**Records to process**
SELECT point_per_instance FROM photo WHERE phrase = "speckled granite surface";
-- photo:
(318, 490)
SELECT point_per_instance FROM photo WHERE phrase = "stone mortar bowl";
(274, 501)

* * *

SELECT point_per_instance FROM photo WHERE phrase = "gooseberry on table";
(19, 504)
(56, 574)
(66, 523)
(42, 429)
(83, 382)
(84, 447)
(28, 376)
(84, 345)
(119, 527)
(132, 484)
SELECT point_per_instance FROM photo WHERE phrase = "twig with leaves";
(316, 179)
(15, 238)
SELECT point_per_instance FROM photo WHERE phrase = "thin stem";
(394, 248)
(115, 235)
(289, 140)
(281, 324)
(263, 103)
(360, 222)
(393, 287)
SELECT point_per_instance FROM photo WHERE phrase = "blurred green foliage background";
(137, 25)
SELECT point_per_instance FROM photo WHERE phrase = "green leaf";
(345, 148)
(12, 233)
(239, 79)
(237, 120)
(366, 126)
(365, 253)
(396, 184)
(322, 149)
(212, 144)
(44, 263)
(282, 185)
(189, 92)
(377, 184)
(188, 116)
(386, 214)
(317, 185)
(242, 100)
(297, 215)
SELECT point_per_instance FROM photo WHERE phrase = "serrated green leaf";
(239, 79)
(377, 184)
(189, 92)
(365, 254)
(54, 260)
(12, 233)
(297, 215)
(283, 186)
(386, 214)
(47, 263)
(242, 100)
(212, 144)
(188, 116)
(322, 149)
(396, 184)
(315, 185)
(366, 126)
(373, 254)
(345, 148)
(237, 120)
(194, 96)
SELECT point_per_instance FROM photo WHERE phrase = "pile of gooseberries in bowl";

**Prompt**
Return every line of the items above that contains the string "WHERE". Case counts.

**Written answer**
SELECT point_per_instance FROM photo WHERE phrase = "speckled granite surface";
SELECT point_per_instance FROM photo WHERE phrase = "stone mortar bowl";
SELECT point_per_instance FROM photo WHERE phrase = "gooseberry on table";
SELECT point_per_instance FROM photo WHERE phrase = "twig with leaves";
SELECT point_per_instance FROM photo WHERE phrase = "thin stem";
SELECT point_per_instance FROM photo WHERE phrase = "blurred green foliage background";
SELECT point_per_instance FROM photo WHERE phrase = "green leaf";
SELECT point_per_instance FROM photo WHERE phrase = "serrated green leaf";
SELECT point_per_instance FROM photo WHERE phrase = "pile of gooseberries in bowl";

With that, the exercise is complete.